> **MATERIAL FOR THIS EXERCISE**:
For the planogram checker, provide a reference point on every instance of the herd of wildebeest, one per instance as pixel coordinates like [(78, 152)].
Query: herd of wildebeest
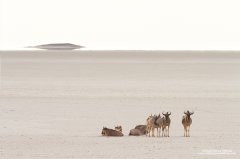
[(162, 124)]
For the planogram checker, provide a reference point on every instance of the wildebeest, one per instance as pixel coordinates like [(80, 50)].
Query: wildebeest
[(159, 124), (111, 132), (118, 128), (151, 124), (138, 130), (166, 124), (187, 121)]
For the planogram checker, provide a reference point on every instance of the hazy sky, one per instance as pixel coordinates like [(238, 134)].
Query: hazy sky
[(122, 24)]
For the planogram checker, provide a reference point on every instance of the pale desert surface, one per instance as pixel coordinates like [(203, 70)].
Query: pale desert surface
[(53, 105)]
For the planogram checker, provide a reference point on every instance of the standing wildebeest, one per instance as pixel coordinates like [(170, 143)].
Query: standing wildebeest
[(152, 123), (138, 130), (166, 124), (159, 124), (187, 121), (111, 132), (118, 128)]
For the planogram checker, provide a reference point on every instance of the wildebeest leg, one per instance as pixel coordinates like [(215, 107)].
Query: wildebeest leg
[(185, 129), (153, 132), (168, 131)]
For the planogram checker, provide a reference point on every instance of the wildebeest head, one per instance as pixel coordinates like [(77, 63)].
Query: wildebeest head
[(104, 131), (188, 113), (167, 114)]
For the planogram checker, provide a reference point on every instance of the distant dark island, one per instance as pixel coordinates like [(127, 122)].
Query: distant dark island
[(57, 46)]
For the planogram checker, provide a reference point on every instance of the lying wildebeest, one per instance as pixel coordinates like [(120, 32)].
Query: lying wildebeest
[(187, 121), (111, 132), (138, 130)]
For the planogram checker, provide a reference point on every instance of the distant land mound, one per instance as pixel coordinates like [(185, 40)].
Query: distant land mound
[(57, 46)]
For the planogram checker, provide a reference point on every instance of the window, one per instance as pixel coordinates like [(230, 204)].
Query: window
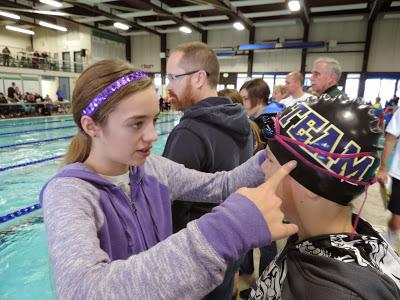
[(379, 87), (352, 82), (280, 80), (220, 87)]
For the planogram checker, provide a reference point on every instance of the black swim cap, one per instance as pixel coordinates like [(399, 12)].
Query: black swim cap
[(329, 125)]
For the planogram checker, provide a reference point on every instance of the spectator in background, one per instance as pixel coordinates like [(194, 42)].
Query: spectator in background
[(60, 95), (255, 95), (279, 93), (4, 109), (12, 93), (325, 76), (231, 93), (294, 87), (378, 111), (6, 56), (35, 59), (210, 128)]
...
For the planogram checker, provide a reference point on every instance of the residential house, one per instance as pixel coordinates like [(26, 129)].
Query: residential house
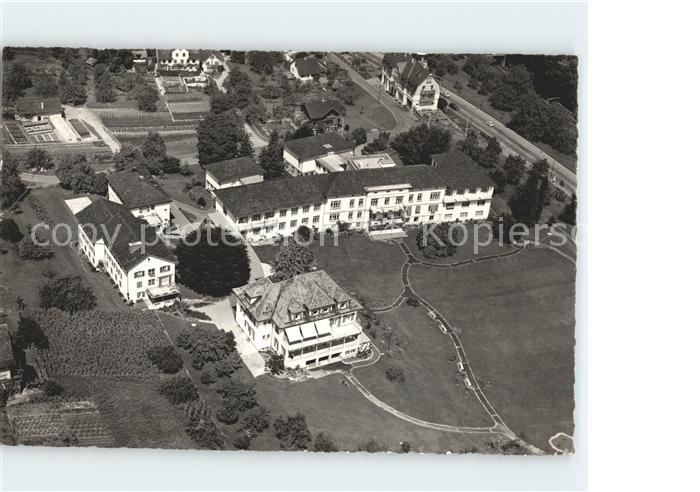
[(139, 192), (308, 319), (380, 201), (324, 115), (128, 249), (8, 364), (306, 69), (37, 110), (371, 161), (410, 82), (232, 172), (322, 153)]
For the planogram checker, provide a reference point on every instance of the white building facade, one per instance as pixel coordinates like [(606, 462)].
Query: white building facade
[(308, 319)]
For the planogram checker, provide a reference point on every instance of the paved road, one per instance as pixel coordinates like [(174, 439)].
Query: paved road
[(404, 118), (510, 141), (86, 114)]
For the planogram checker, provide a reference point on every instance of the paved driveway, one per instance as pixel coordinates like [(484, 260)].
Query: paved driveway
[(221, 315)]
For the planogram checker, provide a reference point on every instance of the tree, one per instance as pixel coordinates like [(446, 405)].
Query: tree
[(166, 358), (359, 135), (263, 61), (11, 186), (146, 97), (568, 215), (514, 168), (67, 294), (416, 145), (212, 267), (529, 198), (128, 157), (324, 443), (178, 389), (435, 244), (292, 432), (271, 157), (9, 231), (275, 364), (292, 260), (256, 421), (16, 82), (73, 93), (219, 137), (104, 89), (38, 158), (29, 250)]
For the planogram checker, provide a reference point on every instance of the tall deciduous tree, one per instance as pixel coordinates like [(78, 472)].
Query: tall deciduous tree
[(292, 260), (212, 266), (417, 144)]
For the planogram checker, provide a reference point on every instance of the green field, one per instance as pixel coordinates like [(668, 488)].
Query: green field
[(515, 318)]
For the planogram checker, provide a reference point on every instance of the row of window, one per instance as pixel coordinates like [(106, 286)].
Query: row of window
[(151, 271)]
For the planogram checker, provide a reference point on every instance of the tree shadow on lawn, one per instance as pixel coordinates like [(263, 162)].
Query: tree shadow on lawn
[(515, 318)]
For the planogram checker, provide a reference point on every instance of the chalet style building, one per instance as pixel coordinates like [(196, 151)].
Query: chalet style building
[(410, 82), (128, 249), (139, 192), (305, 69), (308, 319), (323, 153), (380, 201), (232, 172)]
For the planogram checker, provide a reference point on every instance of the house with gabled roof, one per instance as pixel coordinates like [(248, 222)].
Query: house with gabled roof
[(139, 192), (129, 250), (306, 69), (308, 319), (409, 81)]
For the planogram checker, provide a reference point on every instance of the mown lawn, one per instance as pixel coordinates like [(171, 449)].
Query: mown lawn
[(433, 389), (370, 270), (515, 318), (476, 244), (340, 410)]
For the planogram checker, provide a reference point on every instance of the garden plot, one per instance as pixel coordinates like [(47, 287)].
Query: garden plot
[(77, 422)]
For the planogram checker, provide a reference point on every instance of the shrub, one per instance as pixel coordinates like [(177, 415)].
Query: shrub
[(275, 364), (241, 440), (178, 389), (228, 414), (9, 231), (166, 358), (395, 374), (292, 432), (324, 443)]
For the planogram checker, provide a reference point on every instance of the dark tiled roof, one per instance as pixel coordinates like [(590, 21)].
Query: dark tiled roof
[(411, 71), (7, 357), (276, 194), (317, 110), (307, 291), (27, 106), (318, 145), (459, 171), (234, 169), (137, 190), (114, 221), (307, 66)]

> **THE PROBLEM**: Only the lines above starting with the one with "Query: pale desert surface" and going through the one with "like [(170, 143)]." are to be copied, word for word and with both ends kept.

> **EXPECTED ANSWER**:
Query: pale desert surface
[(53, 105)]
For the planogram checker, provide a reference point on every instance of the standing wildebeest, one per instance as pixel coordinates like [(170, 143)].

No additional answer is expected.